EXERCISE INSTRUCTIONS
a) In the coffee shop passage, what was the Pastor supporting the younger man on?
b) Retype everything in the coffee shop passage from "Iced coffee in" down to "about 10 seconds.".

EXCERPT
++++
My last confession was 20 years ago.
Iced coffee in hand, I plopped down on my regular comfy, worn-out, leather chair in a local coffee shop. Digging out my journal and headphones from my overstuffed bag, my ears perked up and my attention immediately turned to a nearby conversation.
I didn’t want to eavesdrop, I wanted to mind my own business, relax, sip my coffee, journal, and do my own thing; that lasted about 10 seconds.
“Confess your sins to God, Jesus Christ died for our sins.”
Confess. Sins. God. Jesus Christ. It struck a chord. A deeply wounded cord. I couldn’t pull away.
A Pastor was mentoring and supporting the younger gentleman, maybe early 20s, on his path of sobriety. They went back and forth reading passages from the bible about Jesus dying for us and how we need to confess to be absolved of our sins. Then they ended in prayer.
“But if we walk in the light, as he is in the light, we have fellowship with one another, and the blood of Jesus, his Son, purifies us from all sin. If we claim to be without sin, we deceive ourselves and the truth is not in us. If we confess our sins, he is faithful and just and will forgive us our sins and purify us from all unrighteousness.” (1 John 1:7-9)
++++
EXTRACTED DATA
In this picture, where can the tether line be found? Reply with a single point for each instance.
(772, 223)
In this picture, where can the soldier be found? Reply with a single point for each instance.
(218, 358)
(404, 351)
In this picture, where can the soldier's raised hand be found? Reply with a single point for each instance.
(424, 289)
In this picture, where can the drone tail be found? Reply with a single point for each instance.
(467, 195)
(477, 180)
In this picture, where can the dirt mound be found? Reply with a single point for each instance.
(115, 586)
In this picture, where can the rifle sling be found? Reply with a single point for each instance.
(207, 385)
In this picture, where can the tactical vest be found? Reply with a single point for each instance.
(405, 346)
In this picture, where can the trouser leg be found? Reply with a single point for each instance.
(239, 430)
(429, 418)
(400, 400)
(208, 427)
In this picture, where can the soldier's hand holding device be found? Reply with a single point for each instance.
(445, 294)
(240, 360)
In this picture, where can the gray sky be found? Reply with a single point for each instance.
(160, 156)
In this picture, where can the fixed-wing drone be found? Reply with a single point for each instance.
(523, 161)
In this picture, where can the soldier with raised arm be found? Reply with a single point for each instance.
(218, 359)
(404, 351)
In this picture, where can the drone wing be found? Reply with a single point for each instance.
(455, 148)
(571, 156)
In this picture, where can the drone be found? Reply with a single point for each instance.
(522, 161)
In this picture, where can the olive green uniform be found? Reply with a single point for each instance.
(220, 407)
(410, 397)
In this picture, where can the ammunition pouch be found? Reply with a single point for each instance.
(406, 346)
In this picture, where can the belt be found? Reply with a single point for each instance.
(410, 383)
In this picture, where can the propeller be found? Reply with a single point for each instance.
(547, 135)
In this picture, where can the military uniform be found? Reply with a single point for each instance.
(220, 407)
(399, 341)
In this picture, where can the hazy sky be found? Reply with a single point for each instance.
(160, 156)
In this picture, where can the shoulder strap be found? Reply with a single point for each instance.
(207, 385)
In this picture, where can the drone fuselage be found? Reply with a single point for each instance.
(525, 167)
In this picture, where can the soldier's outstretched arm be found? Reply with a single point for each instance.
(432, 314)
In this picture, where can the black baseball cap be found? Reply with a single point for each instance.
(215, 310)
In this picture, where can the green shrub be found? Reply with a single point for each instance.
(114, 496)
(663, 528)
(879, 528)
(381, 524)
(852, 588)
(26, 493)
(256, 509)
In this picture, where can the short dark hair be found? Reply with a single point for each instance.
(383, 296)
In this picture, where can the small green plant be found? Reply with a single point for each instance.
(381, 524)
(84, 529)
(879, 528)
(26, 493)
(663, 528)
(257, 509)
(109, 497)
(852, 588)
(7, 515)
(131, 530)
++++
SOLUTIONS TO THE PROBLEMS
a) His path of sobriety.

b)
Iced coffee in hand, I plopped down on my regular comfy, worn-out, leather chair in a local coffee shop. Digging out my journal and headphones from my overstuffed bag, my ears perked up and my attention immediately turned to a nearby conversation.
I didn’t want to eavesdrop, I wanted to mind my own business, relax, sip my coffee, journal, and do my own thing; that lasted about 10 seconds.